* _Work to do_:
Swap each occurrence of "disc" in the rows below for "circle" and write out all the rows again, leaving everything else unchanged.

+++++

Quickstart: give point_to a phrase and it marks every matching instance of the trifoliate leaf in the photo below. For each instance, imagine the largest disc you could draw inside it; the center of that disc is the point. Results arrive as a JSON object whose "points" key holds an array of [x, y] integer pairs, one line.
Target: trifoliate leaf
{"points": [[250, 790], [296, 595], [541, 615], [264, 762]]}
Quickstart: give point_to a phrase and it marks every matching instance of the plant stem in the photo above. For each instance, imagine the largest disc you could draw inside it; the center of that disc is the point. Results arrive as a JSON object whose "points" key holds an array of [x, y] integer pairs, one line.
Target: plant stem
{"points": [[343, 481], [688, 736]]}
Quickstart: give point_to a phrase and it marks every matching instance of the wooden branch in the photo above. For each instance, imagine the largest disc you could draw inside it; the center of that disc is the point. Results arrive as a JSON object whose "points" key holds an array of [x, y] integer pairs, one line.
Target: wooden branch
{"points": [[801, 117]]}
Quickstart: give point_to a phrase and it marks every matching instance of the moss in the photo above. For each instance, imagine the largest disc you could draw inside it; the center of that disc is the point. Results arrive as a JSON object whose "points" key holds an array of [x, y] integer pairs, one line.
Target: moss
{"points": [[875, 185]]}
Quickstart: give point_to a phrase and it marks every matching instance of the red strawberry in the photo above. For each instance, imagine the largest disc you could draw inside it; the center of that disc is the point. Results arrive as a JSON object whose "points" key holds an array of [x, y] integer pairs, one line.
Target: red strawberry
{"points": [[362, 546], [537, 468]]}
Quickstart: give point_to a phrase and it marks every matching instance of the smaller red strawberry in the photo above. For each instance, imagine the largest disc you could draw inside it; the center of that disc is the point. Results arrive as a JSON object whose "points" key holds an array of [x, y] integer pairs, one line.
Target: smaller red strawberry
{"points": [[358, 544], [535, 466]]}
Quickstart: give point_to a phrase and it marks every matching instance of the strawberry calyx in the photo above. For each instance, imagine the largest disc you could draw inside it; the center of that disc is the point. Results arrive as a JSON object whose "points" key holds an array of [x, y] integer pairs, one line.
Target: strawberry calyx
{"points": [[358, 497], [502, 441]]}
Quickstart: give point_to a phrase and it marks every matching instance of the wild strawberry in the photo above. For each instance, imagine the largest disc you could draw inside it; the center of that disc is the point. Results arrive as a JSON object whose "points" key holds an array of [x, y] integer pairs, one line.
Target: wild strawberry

+++++

* _Result for this exercise_:
Quickstart: give point_to a phrase and it marks every matching instance of the trifoliate leaf in the photo below. For each instance, imagine the largest circle you could draw inside it; the center of that circle is the point. Results arrive as a JSON object whose "points" key holds an array of [x, y] integer pairs, one line.
Target: trifoliate leaf
{"points": [[250, 790], [296, 595], [541, 615], [264, 762]]}
Quickstart: give point_to a phrase and it marks every matching instance of the plant stem in the photo above. For each instance, imagine the largest circle you could draw inside it; the center of that circle is the point. Results arrive as a JSON object whose "points" key holds an array of [x, y] integer pairs, one line.
Target: plant stem
{"points": [[343, 481], [688, 736]]}
Quickstart: give point_to a phrase and it marks every matching instance of the wooden branch in the photo above. For each instance, imagine the largest circle you could draw inside it; the center of that circle is the point. Results arrive as a JSON object whose "points" key holds an array of [x, y] integer pairs, one line.
Target: wooden branch
{"points": [[801, 117]]}
Quickstart: give point_to a phrase and it marks every matching instance of the moss in the photo above. For each instance, imagine the largest circle you could draw inside it; the center of that circle is the point. Results arrive as a JSON object whose "points" key holds an array of [x, y] integer pairs, one line.
Target: moss
{"points": [[875, 185]]}
Quickstart: give point_to a phrase and it marks every matching instance of the red strawberry in the photo above. For each instance, imagine the largest circle you could draw inside it; the center of that circle is the point. Results arrive as a JSON object whose "points" key holds an array of [x, y] integer pairs, one line.
Target: red strawberry
{"points": [[362, 546], [537, 468]]}
Quickstart: give point_to a phrase and it marks every matching instance of the smaller red strawberry in the photo above. For each instance, imagine the largest circle you could draw inside it; the center of that circle is the point. Results arrive as a JSON object whose "points" key holds an array of [x, y] integer pairs, one line.
Target: smaller red strawberry
{"points": [[358, 544], [535, 466]]}
Quickstart: give point_to a phrase and it marks every matching instance of the strawberry calyx in the photo above. For each instance, imagine the largest circle you could draw inside it; the center of that circle is the point. Results arrive as a JSON object whose "points" key holds an array of [x, y] integer pairs, one line.
Target: strawberry calyx
{"points": [[358, 497], [502, 441]]}
Quickstart: give point_to a phrase and it marks every matching instance of the wild strawberry in the photo above. For each instance, imagine the largest circle you could draw inside it; the center of that circle is the point. Results arrive as a JSON object whose "points" key holds an array of [x, y] integer pairs, one line.
Target: wild strawberry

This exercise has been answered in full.